#### [Textauszug]

■ ■ ■

Jede Generation hat ihre Prägungen und ihr Umfeld, in dem sie groß wird. Die so genannte Generation Z ist in der Lage, sich ihren Arbeitsplatz nach Neigungen und Interessen auszusuchen. Es herrscht kein Mangel an Arbeitsplätzen, wie vielleicht noch zu Zeiten ihrer Eltern- oder Großelterngeneration. Zugleich sehen die jungen Menschen aber auch, wie krank die Arbeit ebendiese Eltern und Großeltern teilweise gemacht hat, vom Bandscheibenvorfall bis zum Burnout. Es ist doch verständlich, dass sie das für sich selbst nicht wollen. Daher ist ihnen eine sichere und gesunde Arbeit sehr wichtig – hier können sich Unternehmen, die den Arbeitsschutz ernst nehmen, übrigens einen entscheidenden Wettbewerbsvorteil bei den jungen Fachkräften sichern.
Die „Jugend von heute“ im Wandel der Zeit
Trägheit, Desinteresse und riskantes Verhalten – wenn es um „die Jugend von heute“ geht, wussten schon die erwachsenen Sumerer vor rund 5000 Jahren kein gutes Haar an ihrem Nachwuchs zu lassen, so belegen es heute noch erhaltene Tontafeln. Und auch Sokrates soll gesagt haben: „Die Jugend von heute liebt den Luxus, hat schlechte Manieren und verachtet die Autorität. Sie widerspricht ihren Eltern, legt die Beine übereinander und tyrannisiert ihre Lehrer.“
Was der berühmte Philosoph hier beschreibt, ist eigentlich ein völlig normales Verhalten von Heranwachsenden. So fand die Hirnforschung heraus: Während der Pubertät ähnelt das Gehirn einer Großbaustelle. Je nach „Bauphase“ geraten bestimmte Funktionen zeitweise aus dem Gleichgewicht. Eine geringere Impulskontrolle und ein erhöhtes riskantes Verhalten sind oft die Folge.
Die gute Nachricht: Mit etwa 25 Jahren ist die Hirnreife abgeschlossen. Der „ganz normale Erwachsene“ ist entstanden – und beginnt sich über die dann aktuelle „Jugend von heute“ zu wundern.

■ ■ ■

#### [Bereitgestellte Daten]
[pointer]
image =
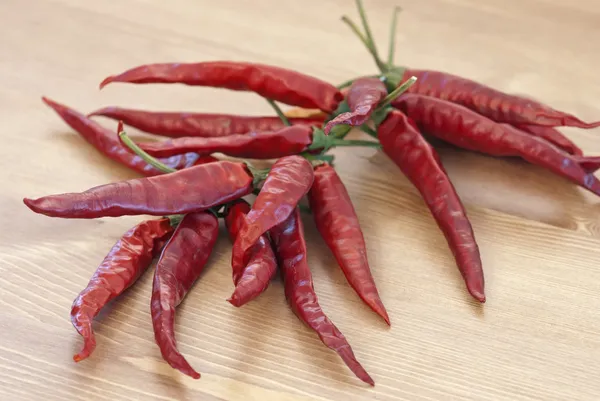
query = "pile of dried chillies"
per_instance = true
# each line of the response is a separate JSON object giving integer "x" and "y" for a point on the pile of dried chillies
{"x": 188, "y": 189}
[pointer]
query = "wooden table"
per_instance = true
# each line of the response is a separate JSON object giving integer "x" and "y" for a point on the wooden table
{"x": 538, "y": 336}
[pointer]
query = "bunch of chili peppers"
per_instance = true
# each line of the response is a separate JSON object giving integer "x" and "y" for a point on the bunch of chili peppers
{"x": 188, "y": 189}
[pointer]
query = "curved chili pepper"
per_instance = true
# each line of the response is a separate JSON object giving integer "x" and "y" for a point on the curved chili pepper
{"x": 465, "y": 128}
{"x": 182, "y": 124}
{"x": 553, "y": 136}
{"x": 489, "y": 102}
{"x": 288, "y": 181}
{"x": 120, "y": 269}
{"x": 275, "y": 83}
{"x": 254, "y": 278}
{"x": 179, "y": 266}
{"x": 290, "y": 247}
{"x": 420, "y": 163}
{"x": 107, "y": 143}
{"x": 363, "y": 97}
{"x": 338, "y": 224}
{"x": 256, "y": 145}
{"x": 190, "y": 190}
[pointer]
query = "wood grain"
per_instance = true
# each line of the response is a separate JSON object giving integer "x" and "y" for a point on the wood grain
{"x": 537, "y": 337}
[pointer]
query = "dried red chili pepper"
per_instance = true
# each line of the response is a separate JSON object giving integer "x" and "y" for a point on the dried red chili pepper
{"x": 181, "y": 124}
{"x": 190, "y": 190}
{"x": 363, "y": 97}
{"x": 119, "y": 270}
{"x": 256, "y": 145}
{"x": 290, "y": 247}
{"x": 179, "y": 266}
{"x": 465, "y": 128}
{"x": 107, "y": 143}
{"x": 489, "y": 102}
{"x": 288, "y": 181}
{"x": 338, "y": 224}
{"x": 255, "y": 276}
{"x": 420, "y": 163}
{"x": 275, "y": 83}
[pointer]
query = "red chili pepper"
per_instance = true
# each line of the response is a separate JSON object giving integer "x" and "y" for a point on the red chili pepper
{"x": 338, "y": 224}
{"x": 120, "y": 269}
{"x": 288, "y": 181}
{"x": 180, "y": 265}
{"x": 257, "y": 145}
{"x": 465, "y": 128}
{"x": 275, "y": 83}
{"x": 193, "y": 189}
{"x": 107, "y": 143}
{"x": 420, "y": 163}
{"x": 290, "y": 248}
{"x": 181, "y": 124}
{"x": 553, "y": 136}
{"x": 363, "y": 97}
{"x": 254, "y": 278}
{"x": 494, "y": 104}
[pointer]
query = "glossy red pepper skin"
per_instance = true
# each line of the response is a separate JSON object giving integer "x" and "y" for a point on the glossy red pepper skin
{"x": 120, "y": 269}
{"x": 190, "y": 190}
{"x": 290, "y": 247}
{"x": 182, "y": 124}
{"x": 179, "y": 266}
{"x": 338, "y": 224}
{"x": 279, "y": 84}
{"x": 403, "y": 143}
{"x": 288, "y": 181}
{"x": 363, "y": 97}
{"x": 465, "y": 128}
{"x": 108, "y": 143}
{"x": 489, "y": 102}
{"x": 253, "y": 278}
{"x": 256, "y": 145}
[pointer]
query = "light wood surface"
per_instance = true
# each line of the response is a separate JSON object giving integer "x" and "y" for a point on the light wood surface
{"x": 537, "y": 337}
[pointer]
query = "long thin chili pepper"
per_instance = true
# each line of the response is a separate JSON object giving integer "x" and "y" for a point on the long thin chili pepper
{"x": 190, "y": 190}
{"x": 465, "y": 128}
{"x": 254, "y": 277}
{"x": 290, "y": 247}
{"x": 489, "y": 102}
{"x": 256, "y": 145}
{"x": 179, "y": 266}
{"x": 363, "y": 97}
{"x": 180, "y": 124}
{"x": 275, "y": 83}
{"x": 420, "y": 163}
{"x": 338, "y": 224}
{"x": 107, "y": 143}
{"x": 119, "y": 270}
{"x": 288, "y": 181}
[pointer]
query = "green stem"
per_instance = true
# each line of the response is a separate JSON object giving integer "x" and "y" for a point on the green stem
{"x": 145, "y": 156}
{"x": 282, "y": 116}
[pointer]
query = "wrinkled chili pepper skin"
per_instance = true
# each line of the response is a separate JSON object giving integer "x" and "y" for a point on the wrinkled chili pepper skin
{"x": 256, "y": 145}
{"x": 553, "y": 136}
{"x": 179, "y": 266}
{"x": 489, "y": 102}
{"x": 288, "y": 181}
{"x": 255, "y": 276}
{"x": 290, "y": 248}
{"x": 403, "y": 143}
{"x": 119, "y": 270}
{"x": 108, "y": 143}
{"x": 465, "y": 128}
{"x": 190, "y": 190}
{"x": 279, "y": 84}
{"x": 338, "y": 224}
{"x": 363, "y": 97}
{"x": 182, "y": 124}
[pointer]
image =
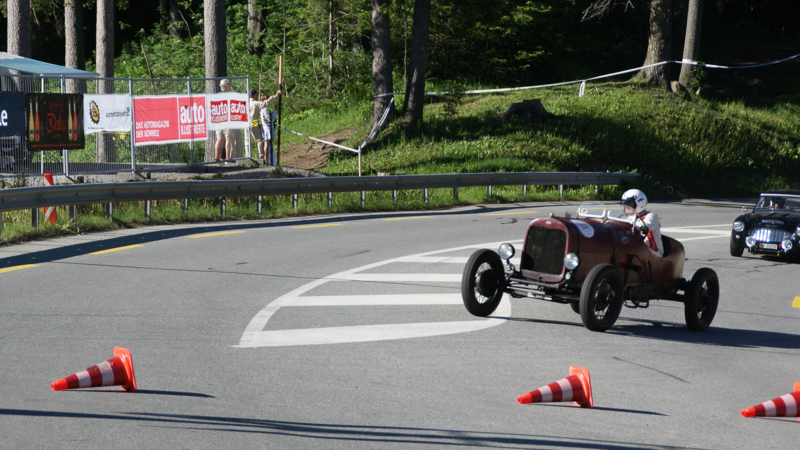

■ ■ ■

#### [Aufgaben zur Übung]
A: Kürze den Absatz im Textauszug, der mit „Was der berühmte Philosoph hier beschreibt“ anfängt, auf zwei Sätze. Die wichtigsten Aussagen sollen erhalten bleiben.
B: Gib aus dem Textauszug den Teil zwischen „Jede Generation hat“ und „jungen Fachkräften sichern.“ wortgetreu aus, beide Stellen eingeschlossen.

#### [Lösungen]
A: Das vom Philosophen beschriebene Verhalten ist für Heranwachsende ganz normal, denn laut Hirnforschung gleicht das Gehirn in der Pubertät einer Großbaustelle, auf der je nach „Bauphase“ bestimmte Funktionen zeitweise aus dem Gleichgewicht geraten. Häufige Folgen sind eine geringere Impulskontrolle und mehr riskantes Verhalten.

B:
Jede Generation hat ihre Prägungen und ihr Umfeld, in dem sie groß wird. Die so genannte Generation Z ist in der Lage, sich ihren Arbeitsplatz nach Neigungen und Interessen auszusuchen. Es herrscht kein Mangel an Arbeitsplätzen, wie vielleicht noch zu Zeiten ihrer Eltern- oder Großelterngeneration. Zugleich sehen die jungen Menschen aber auch, wie krank die Arbeit ebendiese Eltern und Großeltern teilweise gemacht hat, vom Bandscheibenvorfall bis zum Burnout. Es ist doch verständlich, dass sie das für sich selbst nicht wollen. Daher ist ihnen eine sichere und gesunde Arbeit sehr wichtig – hier können sich Unternehmen, die den Arbeitsschutz ernst nehmen, übrigens einen entscheidenden Wettbewerbsvorteil bei den jungen Fachkräften sichern.